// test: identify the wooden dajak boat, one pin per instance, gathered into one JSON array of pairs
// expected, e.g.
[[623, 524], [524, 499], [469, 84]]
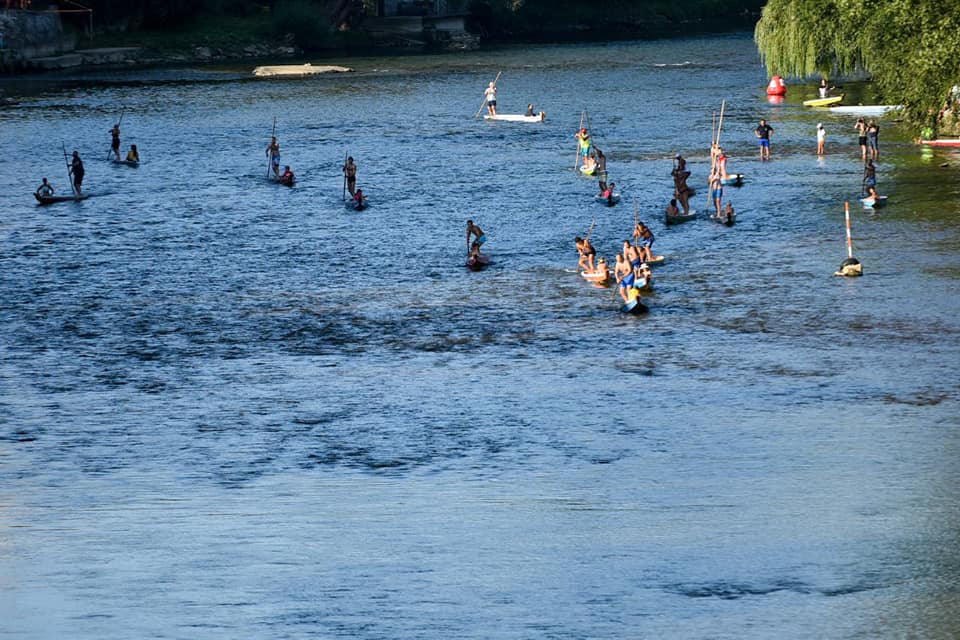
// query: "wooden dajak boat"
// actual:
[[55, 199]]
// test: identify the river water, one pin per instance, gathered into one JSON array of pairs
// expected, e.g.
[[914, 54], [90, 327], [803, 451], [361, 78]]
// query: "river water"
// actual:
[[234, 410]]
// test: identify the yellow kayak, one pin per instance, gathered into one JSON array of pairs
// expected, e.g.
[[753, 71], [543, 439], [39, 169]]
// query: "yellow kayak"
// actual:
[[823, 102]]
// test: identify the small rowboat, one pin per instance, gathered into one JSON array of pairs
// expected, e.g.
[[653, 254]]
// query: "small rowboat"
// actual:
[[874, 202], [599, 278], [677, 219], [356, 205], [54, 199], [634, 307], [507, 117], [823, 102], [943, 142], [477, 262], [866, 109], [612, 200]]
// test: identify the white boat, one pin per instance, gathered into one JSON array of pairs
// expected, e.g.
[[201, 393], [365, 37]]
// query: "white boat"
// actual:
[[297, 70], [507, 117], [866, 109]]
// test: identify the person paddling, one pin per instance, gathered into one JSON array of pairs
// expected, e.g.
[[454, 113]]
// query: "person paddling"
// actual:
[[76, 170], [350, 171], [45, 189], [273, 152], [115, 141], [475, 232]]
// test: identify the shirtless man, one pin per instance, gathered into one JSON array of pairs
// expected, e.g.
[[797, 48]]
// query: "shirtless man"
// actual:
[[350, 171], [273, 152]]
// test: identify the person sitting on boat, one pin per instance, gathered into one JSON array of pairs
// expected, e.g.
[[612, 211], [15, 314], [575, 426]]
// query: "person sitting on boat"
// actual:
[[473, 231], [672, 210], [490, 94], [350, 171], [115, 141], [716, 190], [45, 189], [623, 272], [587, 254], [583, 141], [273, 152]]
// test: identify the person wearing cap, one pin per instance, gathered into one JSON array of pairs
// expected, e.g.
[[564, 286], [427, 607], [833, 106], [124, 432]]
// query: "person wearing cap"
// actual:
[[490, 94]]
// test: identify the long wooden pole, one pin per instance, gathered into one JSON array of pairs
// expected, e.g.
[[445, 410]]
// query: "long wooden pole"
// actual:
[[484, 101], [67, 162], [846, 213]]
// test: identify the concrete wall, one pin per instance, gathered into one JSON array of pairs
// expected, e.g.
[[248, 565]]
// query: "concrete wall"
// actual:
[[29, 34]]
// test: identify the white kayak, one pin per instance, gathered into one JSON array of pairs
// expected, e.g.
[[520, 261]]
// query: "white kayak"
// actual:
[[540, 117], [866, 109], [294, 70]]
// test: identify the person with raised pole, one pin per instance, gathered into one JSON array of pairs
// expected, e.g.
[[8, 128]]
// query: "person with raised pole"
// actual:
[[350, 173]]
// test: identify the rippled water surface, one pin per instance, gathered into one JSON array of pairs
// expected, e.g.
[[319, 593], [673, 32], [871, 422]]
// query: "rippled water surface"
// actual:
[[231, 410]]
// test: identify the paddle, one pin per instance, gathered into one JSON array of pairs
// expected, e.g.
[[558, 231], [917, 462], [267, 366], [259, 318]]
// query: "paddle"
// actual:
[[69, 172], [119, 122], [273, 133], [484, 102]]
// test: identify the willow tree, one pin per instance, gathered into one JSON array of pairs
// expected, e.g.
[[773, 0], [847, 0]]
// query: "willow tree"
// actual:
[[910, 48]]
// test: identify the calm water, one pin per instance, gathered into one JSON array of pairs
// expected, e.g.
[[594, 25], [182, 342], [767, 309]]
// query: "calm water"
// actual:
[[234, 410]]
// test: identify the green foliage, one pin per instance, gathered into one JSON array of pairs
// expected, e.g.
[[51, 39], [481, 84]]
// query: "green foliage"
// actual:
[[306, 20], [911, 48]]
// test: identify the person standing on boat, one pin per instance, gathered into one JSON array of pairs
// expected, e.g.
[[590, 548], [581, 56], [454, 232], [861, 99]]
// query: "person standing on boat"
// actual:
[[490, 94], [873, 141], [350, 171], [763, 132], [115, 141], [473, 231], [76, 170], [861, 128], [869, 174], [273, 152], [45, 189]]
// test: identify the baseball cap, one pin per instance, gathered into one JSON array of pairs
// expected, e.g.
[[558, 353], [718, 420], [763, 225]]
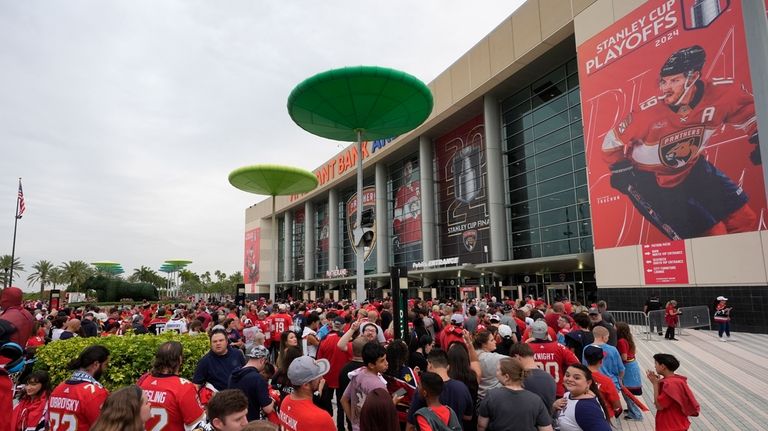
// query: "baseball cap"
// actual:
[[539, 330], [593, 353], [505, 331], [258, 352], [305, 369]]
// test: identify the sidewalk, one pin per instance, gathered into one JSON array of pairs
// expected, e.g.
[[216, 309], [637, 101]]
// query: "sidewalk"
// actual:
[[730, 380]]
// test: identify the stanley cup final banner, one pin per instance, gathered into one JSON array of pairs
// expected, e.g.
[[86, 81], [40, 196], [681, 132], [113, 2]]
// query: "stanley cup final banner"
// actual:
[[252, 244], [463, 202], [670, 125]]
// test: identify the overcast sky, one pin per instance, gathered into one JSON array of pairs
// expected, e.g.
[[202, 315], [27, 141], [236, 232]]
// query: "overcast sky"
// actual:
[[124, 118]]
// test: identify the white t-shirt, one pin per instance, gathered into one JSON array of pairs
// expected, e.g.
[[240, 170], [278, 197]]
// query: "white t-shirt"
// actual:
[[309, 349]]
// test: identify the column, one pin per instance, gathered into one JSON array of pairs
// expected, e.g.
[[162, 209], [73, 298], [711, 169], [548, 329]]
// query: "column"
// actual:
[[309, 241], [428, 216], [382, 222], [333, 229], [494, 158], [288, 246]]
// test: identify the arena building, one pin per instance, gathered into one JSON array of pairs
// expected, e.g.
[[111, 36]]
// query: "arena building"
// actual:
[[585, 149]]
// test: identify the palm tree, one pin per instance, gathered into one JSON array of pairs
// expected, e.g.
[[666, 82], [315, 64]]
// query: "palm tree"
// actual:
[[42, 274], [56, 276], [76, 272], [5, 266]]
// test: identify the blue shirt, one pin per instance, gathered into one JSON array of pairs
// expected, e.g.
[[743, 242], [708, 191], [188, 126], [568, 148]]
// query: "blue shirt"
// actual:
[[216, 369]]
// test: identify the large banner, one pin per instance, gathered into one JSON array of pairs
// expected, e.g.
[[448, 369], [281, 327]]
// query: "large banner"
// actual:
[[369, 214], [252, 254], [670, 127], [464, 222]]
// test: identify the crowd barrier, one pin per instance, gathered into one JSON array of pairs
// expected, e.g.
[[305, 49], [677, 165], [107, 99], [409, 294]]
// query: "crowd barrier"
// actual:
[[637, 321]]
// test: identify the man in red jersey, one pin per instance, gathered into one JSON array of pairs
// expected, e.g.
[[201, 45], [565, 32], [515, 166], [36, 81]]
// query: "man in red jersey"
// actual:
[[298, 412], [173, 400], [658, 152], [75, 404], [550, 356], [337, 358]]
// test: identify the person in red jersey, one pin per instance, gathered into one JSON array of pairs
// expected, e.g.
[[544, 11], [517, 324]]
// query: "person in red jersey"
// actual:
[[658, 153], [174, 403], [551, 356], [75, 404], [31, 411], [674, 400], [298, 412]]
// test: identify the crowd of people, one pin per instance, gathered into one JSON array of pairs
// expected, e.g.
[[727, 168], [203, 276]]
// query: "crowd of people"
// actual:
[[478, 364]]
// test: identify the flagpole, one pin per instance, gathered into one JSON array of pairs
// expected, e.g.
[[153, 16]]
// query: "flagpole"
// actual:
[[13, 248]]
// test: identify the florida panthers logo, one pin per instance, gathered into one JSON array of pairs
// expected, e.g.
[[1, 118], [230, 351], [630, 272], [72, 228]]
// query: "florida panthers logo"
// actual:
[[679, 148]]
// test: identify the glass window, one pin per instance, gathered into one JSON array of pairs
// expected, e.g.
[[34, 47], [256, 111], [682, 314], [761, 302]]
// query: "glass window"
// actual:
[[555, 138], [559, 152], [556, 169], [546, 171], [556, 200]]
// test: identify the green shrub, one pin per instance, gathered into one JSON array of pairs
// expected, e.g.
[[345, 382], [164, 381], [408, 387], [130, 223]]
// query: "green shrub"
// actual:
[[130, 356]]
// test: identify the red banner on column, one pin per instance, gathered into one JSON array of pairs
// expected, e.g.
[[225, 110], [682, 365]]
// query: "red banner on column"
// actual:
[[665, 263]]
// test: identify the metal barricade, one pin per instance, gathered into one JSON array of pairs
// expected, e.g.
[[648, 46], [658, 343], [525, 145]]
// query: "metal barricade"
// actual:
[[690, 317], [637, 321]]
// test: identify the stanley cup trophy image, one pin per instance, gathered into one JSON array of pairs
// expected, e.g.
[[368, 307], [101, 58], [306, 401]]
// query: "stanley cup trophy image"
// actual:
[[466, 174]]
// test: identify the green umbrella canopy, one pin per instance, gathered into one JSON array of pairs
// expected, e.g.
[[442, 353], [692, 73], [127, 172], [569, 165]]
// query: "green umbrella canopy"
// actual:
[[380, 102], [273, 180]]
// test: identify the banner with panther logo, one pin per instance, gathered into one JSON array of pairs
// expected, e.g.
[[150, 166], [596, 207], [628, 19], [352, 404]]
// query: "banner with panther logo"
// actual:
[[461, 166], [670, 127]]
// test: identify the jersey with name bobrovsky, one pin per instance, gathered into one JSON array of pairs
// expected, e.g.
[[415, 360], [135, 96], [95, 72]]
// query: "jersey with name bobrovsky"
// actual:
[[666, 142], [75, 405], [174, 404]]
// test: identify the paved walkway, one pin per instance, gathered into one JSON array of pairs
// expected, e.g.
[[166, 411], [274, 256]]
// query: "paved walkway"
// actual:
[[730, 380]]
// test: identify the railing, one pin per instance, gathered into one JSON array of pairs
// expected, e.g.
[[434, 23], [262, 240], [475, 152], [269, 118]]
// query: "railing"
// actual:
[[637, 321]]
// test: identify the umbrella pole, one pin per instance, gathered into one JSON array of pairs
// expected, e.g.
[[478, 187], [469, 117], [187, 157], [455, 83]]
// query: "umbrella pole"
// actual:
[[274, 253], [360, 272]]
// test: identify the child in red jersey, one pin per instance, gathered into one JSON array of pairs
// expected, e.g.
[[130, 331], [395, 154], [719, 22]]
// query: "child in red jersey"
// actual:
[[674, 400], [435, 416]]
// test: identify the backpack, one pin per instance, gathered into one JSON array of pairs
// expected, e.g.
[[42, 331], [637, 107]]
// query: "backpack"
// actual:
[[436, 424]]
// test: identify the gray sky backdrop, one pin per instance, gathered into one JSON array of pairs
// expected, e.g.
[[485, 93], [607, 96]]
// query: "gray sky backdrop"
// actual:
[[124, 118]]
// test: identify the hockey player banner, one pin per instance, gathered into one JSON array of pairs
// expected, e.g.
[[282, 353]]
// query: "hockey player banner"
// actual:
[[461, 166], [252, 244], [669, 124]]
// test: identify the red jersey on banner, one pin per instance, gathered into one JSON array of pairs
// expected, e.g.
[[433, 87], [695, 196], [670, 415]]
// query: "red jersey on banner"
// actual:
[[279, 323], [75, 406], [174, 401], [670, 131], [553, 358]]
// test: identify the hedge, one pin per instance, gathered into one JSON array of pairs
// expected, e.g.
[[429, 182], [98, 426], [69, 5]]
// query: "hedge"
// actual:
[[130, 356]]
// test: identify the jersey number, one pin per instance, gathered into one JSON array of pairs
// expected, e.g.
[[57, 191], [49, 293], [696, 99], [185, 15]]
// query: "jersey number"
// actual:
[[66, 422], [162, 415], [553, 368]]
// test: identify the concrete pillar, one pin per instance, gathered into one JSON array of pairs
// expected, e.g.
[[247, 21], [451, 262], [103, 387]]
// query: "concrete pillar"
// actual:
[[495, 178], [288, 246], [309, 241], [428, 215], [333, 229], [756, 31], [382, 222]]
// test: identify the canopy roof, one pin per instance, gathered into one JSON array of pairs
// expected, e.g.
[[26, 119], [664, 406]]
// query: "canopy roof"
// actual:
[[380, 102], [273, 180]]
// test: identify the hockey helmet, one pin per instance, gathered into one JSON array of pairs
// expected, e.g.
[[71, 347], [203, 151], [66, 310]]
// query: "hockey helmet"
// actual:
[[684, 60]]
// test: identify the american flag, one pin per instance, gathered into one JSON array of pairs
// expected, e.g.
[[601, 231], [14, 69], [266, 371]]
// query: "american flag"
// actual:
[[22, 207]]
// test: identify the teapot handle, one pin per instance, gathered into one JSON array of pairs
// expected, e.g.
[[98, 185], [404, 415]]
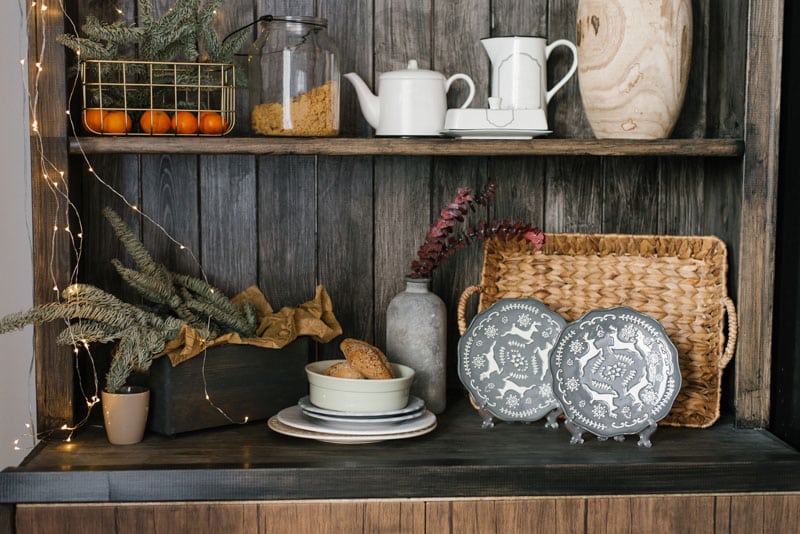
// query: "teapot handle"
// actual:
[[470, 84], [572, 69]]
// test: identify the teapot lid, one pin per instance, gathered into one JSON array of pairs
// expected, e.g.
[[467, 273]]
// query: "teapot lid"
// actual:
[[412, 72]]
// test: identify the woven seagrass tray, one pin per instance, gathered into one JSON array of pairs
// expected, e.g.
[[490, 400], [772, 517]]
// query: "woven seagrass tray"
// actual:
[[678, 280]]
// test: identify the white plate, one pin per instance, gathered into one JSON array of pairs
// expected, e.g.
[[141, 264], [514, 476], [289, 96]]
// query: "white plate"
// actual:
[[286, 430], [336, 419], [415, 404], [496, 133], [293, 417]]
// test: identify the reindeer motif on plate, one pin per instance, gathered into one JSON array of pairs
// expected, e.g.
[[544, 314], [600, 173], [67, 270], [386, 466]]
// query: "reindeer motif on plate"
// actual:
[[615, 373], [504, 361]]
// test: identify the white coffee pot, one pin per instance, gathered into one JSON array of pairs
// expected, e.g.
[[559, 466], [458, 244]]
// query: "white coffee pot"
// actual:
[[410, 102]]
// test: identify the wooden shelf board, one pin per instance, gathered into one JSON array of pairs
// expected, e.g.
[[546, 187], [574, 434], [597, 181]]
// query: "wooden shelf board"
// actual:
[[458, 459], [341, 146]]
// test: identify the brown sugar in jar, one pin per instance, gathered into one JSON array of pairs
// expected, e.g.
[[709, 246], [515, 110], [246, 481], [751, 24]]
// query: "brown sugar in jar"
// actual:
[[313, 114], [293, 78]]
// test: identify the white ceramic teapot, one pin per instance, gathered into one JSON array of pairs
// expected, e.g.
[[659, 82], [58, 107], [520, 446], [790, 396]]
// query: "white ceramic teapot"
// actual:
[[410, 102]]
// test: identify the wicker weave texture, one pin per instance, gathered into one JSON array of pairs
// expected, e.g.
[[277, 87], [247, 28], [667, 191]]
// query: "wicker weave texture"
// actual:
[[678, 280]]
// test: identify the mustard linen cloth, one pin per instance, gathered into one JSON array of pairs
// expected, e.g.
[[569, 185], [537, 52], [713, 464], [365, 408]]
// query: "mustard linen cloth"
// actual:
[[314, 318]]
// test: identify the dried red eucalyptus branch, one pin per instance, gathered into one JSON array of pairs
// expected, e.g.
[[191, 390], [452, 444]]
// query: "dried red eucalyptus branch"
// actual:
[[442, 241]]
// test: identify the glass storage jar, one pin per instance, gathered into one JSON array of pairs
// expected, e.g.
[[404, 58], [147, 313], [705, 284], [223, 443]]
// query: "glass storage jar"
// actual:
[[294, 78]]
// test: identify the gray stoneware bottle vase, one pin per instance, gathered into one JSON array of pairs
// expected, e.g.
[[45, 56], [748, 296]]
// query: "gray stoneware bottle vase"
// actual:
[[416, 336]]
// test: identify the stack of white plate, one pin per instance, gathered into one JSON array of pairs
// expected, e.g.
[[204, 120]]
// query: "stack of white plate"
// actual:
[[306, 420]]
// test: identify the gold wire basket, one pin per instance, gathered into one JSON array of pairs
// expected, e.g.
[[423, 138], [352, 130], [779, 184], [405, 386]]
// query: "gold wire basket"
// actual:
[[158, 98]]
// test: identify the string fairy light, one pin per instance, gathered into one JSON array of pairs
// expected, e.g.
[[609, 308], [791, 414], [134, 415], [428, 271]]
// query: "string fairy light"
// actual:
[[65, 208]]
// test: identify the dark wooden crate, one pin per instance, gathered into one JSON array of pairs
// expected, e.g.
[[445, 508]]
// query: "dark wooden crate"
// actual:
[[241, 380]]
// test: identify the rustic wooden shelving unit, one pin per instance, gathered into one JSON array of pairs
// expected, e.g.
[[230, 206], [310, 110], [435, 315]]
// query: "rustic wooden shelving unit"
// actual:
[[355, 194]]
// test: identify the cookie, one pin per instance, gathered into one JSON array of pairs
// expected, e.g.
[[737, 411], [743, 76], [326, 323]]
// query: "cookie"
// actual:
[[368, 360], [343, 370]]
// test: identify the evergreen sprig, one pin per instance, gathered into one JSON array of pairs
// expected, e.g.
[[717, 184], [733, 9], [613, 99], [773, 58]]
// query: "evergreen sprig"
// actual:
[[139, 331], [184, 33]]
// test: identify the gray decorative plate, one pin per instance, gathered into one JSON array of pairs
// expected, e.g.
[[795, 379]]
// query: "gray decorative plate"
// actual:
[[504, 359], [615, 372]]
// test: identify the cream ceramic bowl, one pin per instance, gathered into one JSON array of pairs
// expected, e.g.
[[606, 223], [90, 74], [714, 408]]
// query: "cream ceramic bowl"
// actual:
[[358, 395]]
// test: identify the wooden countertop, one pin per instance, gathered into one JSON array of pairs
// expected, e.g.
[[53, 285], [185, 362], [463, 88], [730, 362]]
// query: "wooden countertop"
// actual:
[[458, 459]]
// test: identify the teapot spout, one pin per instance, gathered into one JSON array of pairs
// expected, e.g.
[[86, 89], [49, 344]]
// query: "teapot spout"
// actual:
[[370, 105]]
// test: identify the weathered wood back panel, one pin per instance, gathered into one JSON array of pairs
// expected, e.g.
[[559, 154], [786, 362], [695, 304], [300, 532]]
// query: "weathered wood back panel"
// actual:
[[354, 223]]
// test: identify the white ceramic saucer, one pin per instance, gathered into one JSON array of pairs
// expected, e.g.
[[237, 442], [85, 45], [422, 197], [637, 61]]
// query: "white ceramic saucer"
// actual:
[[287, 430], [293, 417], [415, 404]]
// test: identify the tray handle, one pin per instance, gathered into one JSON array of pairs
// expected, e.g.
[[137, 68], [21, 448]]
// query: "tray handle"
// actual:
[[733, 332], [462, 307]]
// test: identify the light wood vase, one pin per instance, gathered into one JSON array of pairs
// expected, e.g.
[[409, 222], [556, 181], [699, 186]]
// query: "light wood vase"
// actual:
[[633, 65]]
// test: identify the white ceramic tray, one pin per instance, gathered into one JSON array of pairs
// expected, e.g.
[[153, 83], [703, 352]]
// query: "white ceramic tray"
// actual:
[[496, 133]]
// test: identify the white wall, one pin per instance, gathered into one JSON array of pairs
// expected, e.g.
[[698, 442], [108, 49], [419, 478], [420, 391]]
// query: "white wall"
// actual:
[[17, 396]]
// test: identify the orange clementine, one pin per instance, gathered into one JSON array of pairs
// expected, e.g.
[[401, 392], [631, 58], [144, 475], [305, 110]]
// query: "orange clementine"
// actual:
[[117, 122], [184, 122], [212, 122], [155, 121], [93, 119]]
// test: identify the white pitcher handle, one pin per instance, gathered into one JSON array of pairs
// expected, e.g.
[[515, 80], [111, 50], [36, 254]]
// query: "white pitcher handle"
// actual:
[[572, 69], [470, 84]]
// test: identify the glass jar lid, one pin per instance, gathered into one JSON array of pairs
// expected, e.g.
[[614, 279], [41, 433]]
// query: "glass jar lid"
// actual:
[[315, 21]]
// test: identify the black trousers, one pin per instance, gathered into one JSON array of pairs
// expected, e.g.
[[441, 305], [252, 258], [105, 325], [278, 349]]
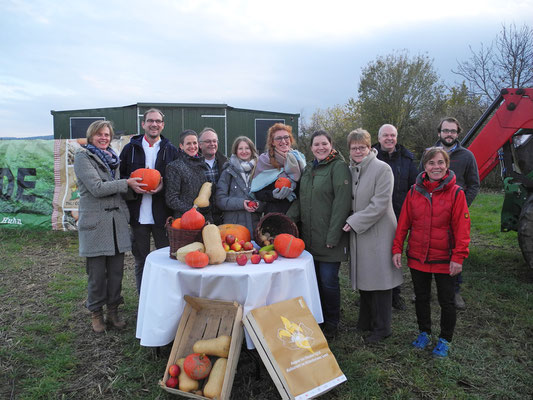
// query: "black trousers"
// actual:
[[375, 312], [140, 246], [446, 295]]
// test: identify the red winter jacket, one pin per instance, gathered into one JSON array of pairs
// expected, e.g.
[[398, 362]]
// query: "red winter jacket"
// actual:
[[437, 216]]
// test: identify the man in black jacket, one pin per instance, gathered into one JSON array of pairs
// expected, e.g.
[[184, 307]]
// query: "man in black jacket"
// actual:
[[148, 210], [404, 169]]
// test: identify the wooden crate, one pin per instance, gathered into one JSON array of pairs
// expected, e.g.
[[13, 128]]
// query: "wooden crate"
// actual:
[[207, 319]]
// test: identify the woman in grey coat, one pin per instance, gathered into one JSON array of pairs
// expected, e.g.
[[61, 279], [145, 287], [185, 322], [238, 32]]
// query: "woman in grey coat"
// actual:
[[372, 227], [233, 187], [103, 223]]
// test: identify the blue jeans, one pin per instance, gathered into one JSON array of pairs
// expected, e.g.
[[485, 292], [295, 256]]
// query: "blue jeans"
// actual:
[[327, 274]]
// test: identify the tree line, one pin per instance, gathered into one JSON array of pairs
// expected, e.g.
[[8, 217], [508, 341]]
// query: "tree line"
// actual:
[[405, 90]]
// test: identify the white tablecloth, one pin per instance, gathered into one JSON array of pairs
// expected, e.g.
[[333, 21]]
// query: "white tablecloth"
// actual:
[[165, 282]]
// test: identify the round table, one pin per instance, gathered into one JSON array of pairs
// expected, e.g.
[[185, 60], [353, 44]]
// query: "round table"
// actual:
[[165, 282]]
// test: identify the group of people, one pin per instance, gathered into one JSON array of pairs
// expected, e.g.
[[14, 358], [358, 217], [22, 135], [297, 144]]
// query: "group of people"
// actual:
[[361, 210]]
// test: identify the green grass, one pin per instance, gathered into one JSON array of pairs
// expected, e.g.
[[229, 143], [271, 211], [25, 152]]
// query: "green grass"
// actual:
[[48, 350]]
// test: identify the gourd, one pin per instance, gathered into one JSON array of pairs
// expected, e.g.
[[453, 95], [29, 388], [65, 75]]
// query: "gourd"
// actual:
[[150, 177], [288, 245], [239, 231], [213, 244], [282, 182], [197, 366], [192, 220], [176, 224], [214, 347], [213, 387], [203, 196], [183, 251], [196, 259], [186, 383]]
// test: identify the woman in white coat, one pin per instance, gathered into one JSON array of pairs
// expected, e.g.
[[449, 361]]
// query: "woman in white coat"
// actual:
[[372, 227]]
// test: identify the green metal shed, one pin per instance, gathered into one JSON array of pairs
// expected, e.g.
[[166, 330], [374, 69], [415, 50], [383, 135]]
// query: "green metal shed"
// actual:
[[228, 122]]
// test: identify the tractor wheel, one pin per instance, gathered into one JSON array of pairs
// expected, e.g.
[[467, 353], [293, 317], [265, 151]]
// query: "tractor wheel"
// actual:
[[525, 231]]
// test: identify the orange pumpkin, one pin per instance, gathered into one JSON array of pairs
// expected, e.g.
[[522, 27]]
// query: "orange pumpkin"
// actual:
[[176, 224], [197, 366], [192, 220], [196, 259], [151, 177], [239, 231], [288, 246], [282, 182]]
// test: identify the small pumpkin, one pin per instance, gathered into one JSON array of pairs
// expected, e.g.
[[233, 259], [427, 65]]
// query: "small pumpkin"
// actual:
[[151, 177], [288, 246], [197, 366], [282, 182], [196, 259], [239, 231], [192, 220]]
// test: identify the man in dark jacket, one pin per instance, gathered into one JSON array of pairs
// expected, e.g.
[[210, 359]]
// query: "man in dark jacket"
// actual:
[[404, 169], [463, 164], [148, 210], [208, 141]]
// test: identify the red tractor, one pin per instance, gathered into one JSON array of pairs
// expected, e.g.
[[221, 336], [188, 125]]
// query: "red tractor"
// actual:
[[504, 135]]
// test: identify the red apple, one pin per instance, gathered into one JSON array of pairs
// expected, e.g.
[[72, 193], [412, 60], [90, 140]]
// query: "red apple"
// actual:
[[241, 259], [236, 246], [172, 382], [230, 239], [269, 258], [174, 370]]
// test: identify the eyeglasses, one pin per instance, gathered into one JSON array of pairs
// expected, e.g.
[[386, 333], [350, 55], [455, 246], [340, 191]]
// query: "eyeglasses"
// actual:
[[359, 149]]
◆ ◆ ◆ ◆ ◆
TASK TO CARRY OUT —
Convert the lines of the material above, from the line with "identify the paved" to the line with "[[674, 400], [435, 416]]", both included, into a Markdown table with the columns Row and Line. Number the rows and leave out any blank lines.

ANSWER FOR THE TASK —
| Row | Line |
|---|---|
| 1 | // test: identify the paved walkway, one pin per instance, gathered into one JSON array of pairs |
| 2 | // expected, e.g. |
| 3 | [[166, 411], [274, 256]] |
| 4 | // query: "paved walkway" |
| 5 | // actual: |
| 6 | [[730, 380]] |
| 7 | // test: identify the railing, one pin per instance, gathered into one JSON array of pairs |
| 8 | // expected, e.g. |
| 9 | [[434, 23], [262, 240], [475, 152], [269, 118]] |
| 10 | // query: "railing" |
| 11 | // actual: |
| 12 | [[637, 321]] |
| 13 | // test: identify the umbrella pole, one pin per instance, gathered into one JSON array of pairs |
| 14 | // expected, e.g. |
| 15 | [[478, 187], [469, 117], [187, 157], [455, 83]] |
| 16 | // query: "umbrella pole" |
| 17 | // actual: |
| 18 | [[274, 253], [360, 272]] |
| 19 | // test: identify the child in red jersey, one pin per instance, gathered into one JSON array of pairs |
| 20 | // expected, e.g. |
| 21 | [[130, 331], [395, 154], [719, 22]] |
| 22 | // query: "child in red jersey" |
| 23 | // actual: |
| 24 | [[674, 400], [435, 416]] |